Página |
'''

No último ano, o Atlas da Mata Atlântica, publicado pela Fundação SOS Mata Atlântica e pelo Instituto Nacional de Pesquisas Espaciais demonstrou queda de 9,3% do desmatamento do bioma Mata Atlântica entre outubro de 2017 e outubro de 2018 em comparação com o mesmo período entre os anos de 2016-2017. O relatório ainda destacava nove entre os 17 estados da Mata Atlântica, próximos ao nível do desmatamento zero e cinco estados em índices inaceitáveis de desmatamento, como Bahia, Minas Gerais, Paraná, Piauí e Santa Catarina.
Em dezembro de 2018, foi publicado na revista Nature Ecology & Evolution um artigo sob o título Strategic Approaches to Restoring Ecosystems can Triple Conservation Gains and Halve Costs, do economista Bernardo Strassburg. Neste artigo, além de destacar que há espaço suficiente e oportunidade na recuperação da Mata Atlântica em larga escala, apresenta-se uma metodologia para promover a recuperação de áreas agregadas ao invés de fragmentos isolados, modelo mais vigente, em propriedades rurais em todos os 17 estados.
A metodologia apresentada por Strassburg e sua equipe demonstra a possibilidade de se conciliar produtividade, reflorestamento barato, proteção da biodiversidade e sequestro de carbono da atmosfera. O estudo indica que agricultores podem fazer a recuperação devida, conforme previsto pela legislação, até fora de sua propriedade, por exemplo, em áreas de pecuária de baixa intensidade, possibilitando um novo tipo de planejamento ambiental. Com um algoritmo que divide a Mata Atlântica em 130 milhões de hectares em pequenos quadrados de 1km² e que resolve simultaneamente mais de 1 milhão de equações, viabiliza-se mapas capazes de indicar locais do bioma mais favoráveis para restauração e, consequentemente, para viabilização da regularização de propriedades.

'''

Objetivo 1 |
Encontre nos registros todas as linhas em que aparece a palavra "shadow" e copie-as.
O texto acima e os registros têm origens distintas.

Registros de apontamento de objetos nomeados |
'''

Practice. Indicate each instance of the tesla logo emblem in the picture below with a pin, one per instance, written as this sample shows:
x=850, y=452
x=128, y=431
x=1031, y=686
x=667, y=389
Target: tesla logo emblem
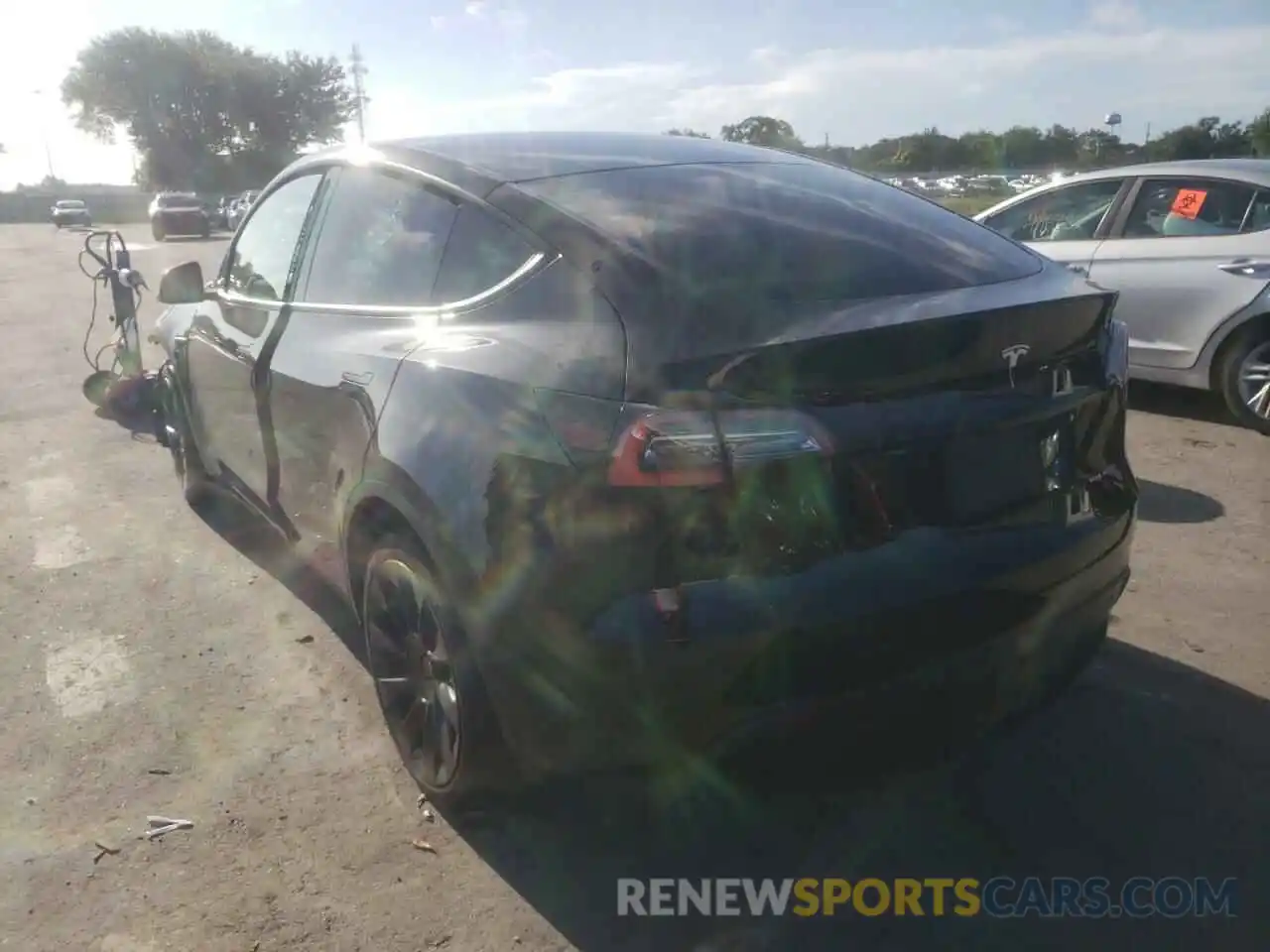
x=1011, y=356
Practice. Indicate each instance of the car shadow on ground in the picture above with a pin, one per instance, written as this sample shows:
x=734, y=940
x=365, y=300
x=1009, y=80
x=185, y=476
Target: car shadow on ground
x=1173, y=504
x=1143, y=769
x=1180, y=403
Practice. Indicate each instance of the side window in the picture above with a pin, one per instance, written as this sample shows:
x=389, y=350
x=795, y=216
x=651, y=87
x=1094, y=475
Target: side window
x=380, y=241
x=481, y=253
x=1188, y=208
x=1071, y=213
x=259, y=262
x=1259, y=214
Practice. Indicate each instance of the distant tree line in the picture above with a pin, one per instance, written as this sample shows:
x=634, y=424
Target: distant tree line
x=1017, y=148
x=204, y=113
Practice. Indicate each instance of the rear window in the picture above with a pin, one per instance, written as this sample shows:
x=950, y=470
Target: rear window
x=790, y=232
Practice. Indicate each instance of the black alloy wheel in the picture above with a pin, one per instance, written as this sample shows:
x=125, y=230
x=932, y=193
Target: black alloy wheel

'''

Objetivo 2 |
Quais estados o texto sobre a Mata Atlântica cita como tendo índices inaceitáveis de desmatamento?

Resposta 1 |
Practice. Indicate each instance of the car shadow on ground in the picture above with a pin, one per instance, written as this sample shows:
Target: car shadow on ground

Resposta 2 |
Bahia, Minas Gerais, Paraná, Piauí e Santa Catarina.